▶ **Task instructions**: Copy all of the lines below word for word, but leave the pictures out.

(Position-finding records)
_ _ _ _ _

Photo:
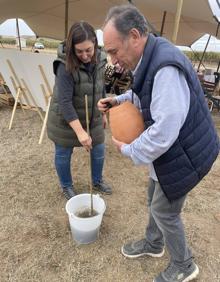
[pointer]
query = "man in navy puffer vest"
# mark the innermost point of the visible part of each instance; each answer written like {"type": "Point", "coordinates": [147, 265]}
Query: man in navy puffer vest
{"type": "Point", "coordinates": [180, 142]}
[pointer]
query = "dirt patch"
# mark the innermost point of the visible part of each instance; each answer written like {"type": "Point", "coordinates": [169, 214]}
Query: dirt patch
{"type": "Point", "coordinates": [35, 240]}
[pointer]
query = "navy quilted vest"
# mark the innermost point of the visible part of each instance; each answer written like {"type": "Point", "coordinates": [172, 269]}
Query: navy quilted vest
{"type": "Point", "coordinates": [191, 156]}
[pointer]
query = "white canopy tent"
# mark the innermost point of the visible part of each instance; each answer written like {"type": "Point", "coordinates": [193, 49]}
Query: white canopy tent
{"type": "Point", "coordinates": [47, 17]}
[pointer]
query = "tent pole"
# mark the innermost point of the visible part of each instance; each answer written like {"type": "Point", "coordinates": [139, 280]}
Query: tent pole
{"type": "Point", "coordinates": [177, 20]}
{"type": "Point", "coordinates": [66, 17]}
{"type": "Point", "coordinates": [203, 54]}
{"type": "Point", "coordinates": [18, 33]}
{"type": "Point", "coordinates": [163, 23]}
{"type": "Point", "coordinates": [197, 56]}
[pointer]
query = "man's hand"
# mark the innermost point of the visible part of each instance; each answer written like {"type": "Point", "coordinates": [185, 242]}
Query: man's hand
{"type": "Point", "coordinates": [103, 104]}
{"type": "Point", "coordinates": [118, 144]}
{"type": "Point", "coordinates": [85, 140]}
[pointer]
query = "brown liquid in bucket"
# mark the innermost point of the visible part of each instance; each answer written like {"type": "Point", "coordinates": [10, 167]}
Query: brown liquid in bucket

_ _ _ _ _

▶ **Answer to the problem**:
Photo:
[pointer]
query = "man in navy puffer vest"
# mark the innermost point of the visible part of each instance; each answer written like {"type": "Point", "coordinates": [147, 265]}
Query: man in navy puffer vest
{"type": "Point", "coordinates": [180, 142]}
[pointer]
query = "dirt patch"
# mark the innermost point of the visible part of each instance; each answer written like {"type": "Point", "coordinates": [169, 214]}
Query: dirt patch
{"type": "Point", "coordinates": [35, 240]}
[pointer]
query = "navy quilted vest"
# mark the innermost point of the visible part of each instance; each answer written like {"type": "Point", "coordinates": [172, 269]}
Query: navy quilted vest
{"type": "Point", "coordinates": [191, 156]}
[pointer]
query = "white canopy tent"
# mark the innermost point of the visible part of each instance; each answer written like {"type": "Point", "coordinates": [193, 49]}
Query: white canopy tent
{"type": "Point", "coordinates": [47, 17]}
[pointer]
query = "tent pole"
# mark the innermost point of the visible part of each instance; each answer written like {"type": "Point", "coordinates": [139, 280]}
Query: tent pole
{"type": "Point", "coordinates": [177, 20]}
{"type": "Point", "coordinates": [66, 17]}
{"type": "Point", "coordinates": [203, 54]}
{"type": "Point", "coordinates": [18, 33]}
{"type": "Point", "coordinates": [163, 23]}
{"type": "Point", "coordinates": [197, 56]}
[pointer]
query = "man's hand"
# mark the innermost point of the visible part of each instance; each answer written like {"type": "Point", "coordinates": [185, 242]}
Query: man's hand
{"type": "Point", "coordinates": [103, 104]}
{"type": "Point", "coordinates": [118, 144]}
{"type": "Point", "coordinates": [85, 140]}
[pointer]
query = "brown liquid in bucket"
# mark the innermost point of the visible part of each instance; each answer written like {"type": "Point", "coordinates": [10, 167]}
Query: brown liquid in bucket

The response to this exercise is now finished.